• EXERCISE INSTRUCTIONS
Reproduce the listing below, substituting "nonzero winding" for each occurrence of "even-odd" and leaving all other text unchanged.

** START OF DATA TO USE **

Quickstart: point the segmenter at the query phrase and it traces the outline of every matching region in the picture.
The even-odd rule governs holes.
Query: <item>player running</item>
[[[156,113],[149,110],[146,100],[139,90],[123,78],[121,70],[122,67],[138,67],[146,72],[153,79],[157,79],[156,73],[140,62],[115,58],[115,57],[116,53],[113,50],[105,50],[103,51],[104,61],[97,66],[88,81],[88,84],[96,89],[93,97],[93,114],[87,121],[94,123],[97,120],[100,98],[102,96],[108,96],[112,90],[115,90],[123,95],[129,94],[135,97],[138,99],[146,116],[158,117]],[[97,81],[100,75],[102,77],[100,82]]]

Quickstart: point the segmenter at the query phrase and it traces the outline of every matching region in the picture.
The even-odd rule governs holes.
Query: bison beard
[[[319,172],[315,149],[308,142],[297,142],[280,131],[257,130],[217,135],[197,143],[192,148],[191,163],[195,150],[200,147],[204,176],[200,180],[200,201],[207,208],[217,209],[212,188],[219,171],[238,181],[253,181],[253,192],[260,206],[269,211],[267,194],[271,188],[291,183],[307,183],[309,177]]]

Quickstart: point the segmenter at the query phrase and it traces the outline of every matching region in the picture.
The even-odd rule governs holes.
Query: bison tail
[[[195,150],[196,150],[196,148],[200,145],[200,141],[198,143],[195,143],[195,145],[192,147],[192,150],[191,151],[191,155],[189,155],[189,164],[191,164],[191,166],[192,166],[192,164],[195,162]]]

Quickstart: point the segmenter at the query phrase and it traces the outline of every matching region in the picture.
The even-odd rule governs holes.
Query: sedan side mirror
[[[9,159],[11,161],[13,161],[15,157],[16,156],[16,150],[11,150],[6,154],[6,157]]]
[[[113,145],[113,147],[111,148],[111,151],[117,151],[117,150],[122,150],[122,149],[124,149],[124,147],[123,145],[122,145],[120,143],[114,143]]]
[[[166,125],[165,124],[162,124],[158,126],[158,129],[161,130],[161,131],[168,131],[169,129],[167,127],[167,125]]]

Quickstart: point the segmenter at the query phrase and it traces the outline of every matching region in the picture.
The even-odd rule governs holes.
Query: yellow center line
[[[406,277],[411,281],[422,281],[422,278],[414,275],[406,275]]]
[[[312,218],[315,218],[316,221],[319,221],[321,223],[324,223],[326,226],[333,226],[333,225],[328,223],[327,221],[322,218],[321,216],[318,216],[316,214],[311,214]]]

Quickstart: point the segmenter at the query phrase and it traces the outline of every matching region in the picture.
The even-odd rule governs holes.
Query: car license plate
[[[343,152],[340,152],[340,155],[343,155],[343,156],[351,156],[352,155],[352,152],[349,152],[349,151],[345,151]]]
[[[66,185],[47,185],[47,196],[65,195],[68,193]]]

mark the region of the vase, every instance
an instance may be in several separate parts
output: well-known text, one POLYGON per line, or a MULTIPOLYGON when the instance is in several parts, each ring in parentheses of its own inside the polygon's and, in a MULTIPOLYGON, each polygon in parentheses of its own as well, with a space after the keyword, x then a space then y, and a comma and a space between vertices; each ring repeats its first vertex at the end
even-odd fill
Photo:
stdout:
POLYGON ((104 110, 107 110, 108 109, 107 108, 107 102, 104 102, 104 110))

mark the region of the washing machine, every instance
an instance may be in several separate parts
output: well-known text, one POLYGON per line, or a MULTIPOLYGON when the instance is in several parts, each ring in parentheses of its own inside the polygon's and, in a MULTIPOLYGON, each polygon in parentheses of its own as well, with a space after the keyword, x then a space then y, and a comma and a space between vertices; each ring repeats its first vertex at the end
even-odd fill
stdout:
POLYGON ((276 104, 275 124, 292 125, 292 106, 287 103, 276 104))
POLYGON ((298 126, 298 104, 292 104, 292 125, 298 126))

** END OF DATA TO USE **

• THE RESPONSE
Quickstart: point the segmenter at the query phrase and it traces the outline of every matching region in the picture.
The nonzero winding rule governs holes.
Query: <item>player running</item>
[[[156,113],[149,110],[146,100],[139,90],[123,78],[121,70],[122,67],[138,67],[146,72],[153,79],[157,79],[156,73],[140,62],[115,58],[115,57],[116,53],[113,50],[105,50],[103,51],[104,61],[97,66],[88,81],[88,84],[96,89],[93,97],[93,114],[87,121],[94,123],[97,120],[100,98],[102,96],[108,96],[112,90],[115,90],[123,95],[129,94],[135,97],[138,99],[146,116],[158,117]],[[97,81],[100,75],[102,77],[100,82]]]

Quickstart: point the segmenter at the query phrase and it traces the outline of every matching region in the picture.
The nonzero winding rule governs holes.
Query: bison beard
[[[319,172],[315,149],[308,142],[297,142],[280,131],[257,130],[217,135],[197,143],[192,148],[191,163],[195,150],[200,147],[204,176],[200,180],[200,201],[207,208],[217,209],[212,188],[219,171],[238,181],[253,181],[253,192],[260,206],[269,211],[267,194],[271,188],[291,183],[307,183],[309,177]]]

Quickstart: point the segmenter at the query phrase and it traces the outline of every matching region in the picture.
The nonzero winding rule governs holes.
Query: bison tail
[[[195,150],[196,150],[196,148],[200,145],[200,141],[198,143],[195,143],[195,145],[192,147],[192,150],[191,151],[191,155],[189,155],[189,164],[191,164],[191,166],[192,166],[192,164],[195,162]]]

Quickstart: point the segmenter at the query phrase and it traces the outline of every matching region in the picture.
The nonzero winding rule governs holes.
Query: sedan side mirror
[[[9,159],[11,161],[13,161],[15,157],[16,156],[16,150],[11,150],[6,154],[6,157]]]
[[[113,145],[113,147],[111,148],[111,151],[117,151],[117,150],[122,150],[122,149],[124,149],[124,147],[123,145],[122,145],[120,143],[114,143]]]
[[[166,125],[165,124],[162,124],[158,126],[158,129],[161,130],[161,131],[168,131],[169,129],[167,127],[167,125]]]

Quickstart: point the segmenter at the query phrase and it traces the outline of every matching region in the picture.
The nonzero winding rule governs holes.
Query: yellow center line
[[[406,277],[411,281],[422,281],[422,278],[414,275],[406,275]]]
[[[312,218],[315,218],[316,221],[319,221],[321,223],[324,223],[326,226],[333,226],[333,225],[328,223],[327,221],[322,218],[321,216],[318,216],[316,214],[311,214]]]

Quickstart: point the segmenter at the query phrase and it traces the outline of every matching region in the picture.
The nonzero winding rule governs holes.
Query: car license plate
[[[343,152],[340,152],[340,155],[343,155],[343,156],[351,156],[352,155],[352,152],[349,152],[349,151],[345,151]]]
[[[66,185],[47,185],[47,196],[65,195],[68,193]]]

mark the region of the vase, every instance
an instance may be in several separate parts
output: well-known text, one POLYGON per line, or a MULTIPOLYGON when the instance is in several parts, each ring in parentheses of its own inside the polygon's and, in a MULTIPOLYGON, each polygon in parentheses of its own as well, with a space after the keyword, x then a space then y, and a comma and a space between vertices; each ring repeats its first vertex at the end
nonzero winding fill
Photo:
stdout:
POLYGON ((104 110, 107 110, 108 109, 107 108, 107 102, 104 102, 104 110))

mark the region of the washing machine, every instance
an instance may be in several separate parts
output: well-known text, one POLYGON per line, or a MULTIPOLYGON when the instance is in several parts, each ring in parentheses of its own inside the polygon's and, in a MULTIPOLYGON, each polygon in parentheses of its own as well, with a space after the keyword, x then a space then y, and a comma and a space between vertices; each ring repeats its first vertex at the end
nonzero winding fill
stdout:
POLYGON ((276 104, 275 124, 292 125, 292 106, 287 103, 276 104))
POLYGON ((298 126, 298 104, 292 104, 292 125, 298 126))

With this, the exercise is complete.